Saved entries
____
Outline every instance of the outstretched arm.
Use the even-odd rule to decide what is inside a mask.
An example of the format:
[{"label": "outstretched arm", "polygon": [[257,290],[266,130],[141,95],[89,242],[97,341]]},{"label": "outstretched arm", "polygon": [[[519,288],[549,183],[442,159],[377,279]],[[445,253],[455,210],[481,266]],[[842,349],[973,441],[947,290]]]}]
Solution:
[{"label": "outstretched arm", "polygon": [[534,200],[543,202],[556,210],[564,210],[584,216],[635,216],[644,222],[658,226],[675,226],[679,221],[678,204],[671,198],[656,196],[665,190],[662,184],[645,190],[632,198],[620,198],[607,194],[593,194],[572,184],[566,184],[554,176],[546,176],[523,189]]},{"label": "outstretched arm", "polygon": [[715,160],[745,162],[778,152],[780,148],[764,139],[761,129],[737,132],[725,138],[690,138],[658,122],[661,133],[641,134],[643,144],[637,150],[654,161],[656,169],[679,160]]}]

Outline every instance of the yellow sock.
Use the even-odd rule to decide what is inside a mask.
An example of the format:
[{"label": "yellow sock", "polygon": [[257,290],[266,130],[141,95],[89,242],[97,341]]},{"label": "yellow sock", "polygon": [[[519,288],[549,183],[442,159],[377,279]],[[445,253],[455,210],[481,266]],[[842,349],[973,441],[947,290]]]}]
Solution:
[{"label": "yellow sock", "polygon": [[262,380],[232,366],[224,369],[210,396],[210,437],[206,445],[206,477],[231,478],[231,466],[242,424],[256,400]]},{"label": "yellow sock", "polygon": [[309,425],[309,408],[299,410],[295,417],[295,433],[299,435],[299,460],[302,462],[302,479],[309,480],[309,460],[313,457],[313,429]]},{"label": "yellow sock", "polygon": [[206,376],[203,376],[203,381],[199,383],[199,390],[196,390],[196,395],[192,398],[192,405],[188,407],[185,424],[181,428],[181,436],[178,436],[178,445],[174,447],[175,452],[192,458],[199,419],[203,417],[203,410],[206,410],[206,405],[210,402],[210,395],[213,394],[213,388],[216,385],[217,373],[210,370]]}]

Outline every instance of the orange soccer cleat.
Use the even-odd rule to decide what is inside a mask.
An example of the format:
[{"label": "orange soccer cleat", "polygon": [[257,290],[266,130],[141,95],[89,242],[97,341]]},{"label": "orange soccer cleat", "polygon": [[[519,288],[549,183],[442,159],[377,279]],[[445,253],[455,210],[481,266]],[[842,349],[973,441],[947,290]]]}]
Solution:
____
Nothing in the data above should change. Please copy it all.

RESULT OF THIS EXERCISE
Outline every instance of the outstretched arm.
Use the even-odd rule to decide what is inside a mask.
An example of the format:
[{"label": "outstretched arm", "polygon": [[257,290],[266,130],[141,95],[89,242],[97,341]]},{"label": "outstretched arm", "polygon": [[[519,288],[549,183],[442,159],[377,279]],[[445,253],[455,210],[481,266]],[[842,349],[973,441],[947,290]]]}]
Solution:
[{"label": "outstretched arm", "polygon": [[534,200],[543,202],[556,210],[564,210],[584,216],[635,216],[644,222],[658,226],[675,226],[679,221],[678,204],[671,198],[656,196],[665,190],[662,184],[645,190],[632,198],[620,198],[607,194],[593,194],[572,184],[566,184],[554,176],[546,176],[523,189]]},{"label": "outstretched arm", "polygon": [[715,160],[745,162],[778,152],[780,148],[764,139],[761,129],[737,132],[725,138],[690,138],[658,122],[661,133],[641,134],[643,144],[637,150],[654,161],[656,169],[679,160]]}]

Outline every instance of the yellow sock.
Use the even-odd rule to decide what is inside a mask.
An example of the format:
[{"label": "yellow sock", "polygon": [[257,290],[266,130],[141,95],[89,242],[97,341]]},{"label": "yellow sock", "polygon": [[[519,288],[549,183],[442,159],[377,279]],[[445,253],[455,210],[481,266]],[[842,349],[973,441],[947,290]]]}]
Solution:
[{"label": "yellow sock", "polygon": [[262,380],[232,366],[224,369],[210,396],[210,437],[206,445],[206,477],[231,478],[231,466],[242,424],[256,400]]},{"label": "yellow sock", "polygon": [[309,425],[309,408],[299,410],[295,417],[295,433],[299,435],[299,460],[302,462],[302,479],[309,480],[309,460],[313,457],[313,429]]},{"label": "yellow sock", "polygon": [[206,376],[203,376],[203,381],[199,383],[199,390],[196,390],[196,395],[192,398],[192,405],[188,407],[185,424],[181,428],[181,436],[178,436],[178,445],[174,447],[175,452],[192,458],[199,419],[203,417],[203,410],[206,410],[206,405],[210,402],[210,395],[213,394],[213,388],[216,385],[217,373],[210,370]]}]

Outline every instance of the orange soccer cleat.
Use the even-odd rule to decide what is inside a mask.
An example of the format:
[{"label": "orange soccer cleat", "polygon": [[257,290],[266,130],[141,95],[89,242],[97,341]]},{"label": "orange soccer cleat", "polygon": [[[519,288],[549,183],[442,159],[377,279]],[[445,253],[455,210],[481,266]],[[842,349],[973,441],[947,290]]]}]
Solution:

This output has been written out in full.